Given passage:
= Beginning of Section =
Posted by Sten Westgard, MS and James O. Westgard, PhD
As reported elsewhere on the website, several of the symposiums this year were on standardization and harmonization for various analytes. This year, however, there was an added note of urgency. For many laboratorians, standardization seems like a somewhat esoteric subject, important but not necessarily pressing. But with the expectation of widespread implementation of electronic medical records, the problems with “comparability” of test results (and analytical methods) are about to become stark.
If we achieve a single electronic medical record for a patient, what happens when all the different laboratory tests, from all the different settings (outpatient clinic, hospital, clinician office), from all the different methods (different manufacturer methods, POC vs. central lab instruments, etc.), get presented, even plotted, together on a single chart? Will all that non-standard noise look like a condition requiring new treatment? Or will the clinician be only further confused about the patient’s real status, requiring yet another round of testing?
If we still have bias between our methods, those differences, which used to be hidden because the results were never available to be compared, are about to reveal all the warts in our performance.
Unless we standardize, harmonize, and improve our methods, those biases are going to be passed on to the clinician, to confuse and consternate them.
Unfortunately, wanting standardization and harmonization is not enough. For many analytes, we need a system of reference methods and materials to establish the traceability of routine methods. While there are regulatory requirements for traceability in the European Union, there are none in the US. That gap in the US FDA/CLIA regulatory framework is now coming back to haunt US.
= End of Section =
Record excerpts:
= Beginning of Section =
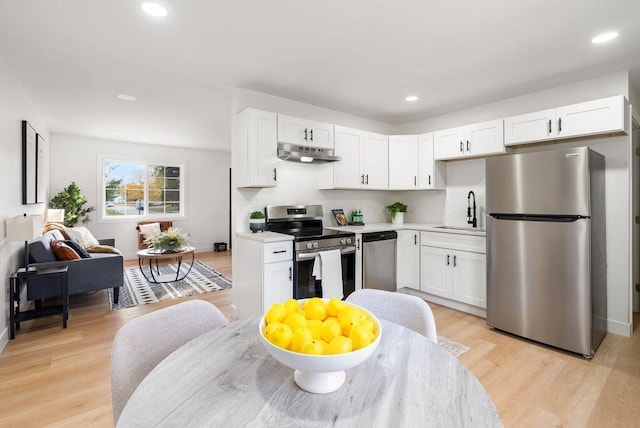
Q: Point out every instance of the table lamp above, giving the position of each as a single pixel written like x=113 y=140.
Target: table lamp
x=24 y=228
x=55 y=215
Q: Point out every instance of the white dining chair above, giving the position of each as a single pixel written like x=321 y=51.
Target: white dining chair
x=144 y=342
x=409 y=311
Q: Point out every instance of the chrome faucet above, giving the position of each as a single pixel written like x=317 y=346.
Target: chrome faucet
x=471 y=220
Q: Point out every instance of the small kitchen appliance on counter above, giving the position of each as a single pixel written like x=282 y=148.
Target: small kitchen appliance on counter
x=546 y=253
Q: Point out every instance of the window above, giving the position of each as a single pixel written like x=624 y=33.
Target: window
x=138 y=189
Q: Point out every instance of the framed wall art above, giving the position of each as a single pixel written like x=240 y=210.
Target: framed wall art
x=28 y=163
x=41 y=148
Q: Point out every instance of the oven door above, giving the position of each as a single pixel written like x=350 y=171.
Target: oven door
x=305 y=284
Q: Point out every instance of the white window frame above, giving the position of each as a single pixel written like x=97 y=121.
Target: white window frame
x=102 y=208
= End of Section =
= Beginning of Section =
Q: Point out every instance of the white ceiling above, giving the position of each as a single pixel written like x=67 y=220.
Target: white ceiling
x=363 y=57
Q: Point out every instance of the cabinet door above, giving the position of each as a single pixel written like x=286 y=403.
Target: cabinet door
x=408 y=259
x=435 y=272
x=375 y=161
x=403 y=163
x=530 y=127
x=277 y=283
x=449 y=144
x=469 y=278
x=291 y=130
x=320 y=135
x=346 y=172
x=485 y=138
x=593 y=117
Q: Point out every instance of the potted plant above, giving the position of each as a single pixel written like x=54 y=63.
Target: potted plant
= End of Section =
Your task: Can you retype the passage on laboratory test standardization word for word, from "If we achieve" to "in our performance."?

Worked solution:
If we achieve a single electronic medical record for a patient, what happens when all the different laboratory tests, from all the different settings (outpatient clinic, hospital, clinician office), from all the different methods (different manufacturer methods, POC vs. central lab instruments, etc.), get presented, even plotted, together on a single chart? Will all that non-standard noise look like a condition requiring new treatment? Or will the clinician be only further confused about the patient’s real status, requiring yet another round of testing?
If we still have bias between our methods, those differences, which used to be hidden because the results were never available to be compared, are about to reveal all the warts in our performance.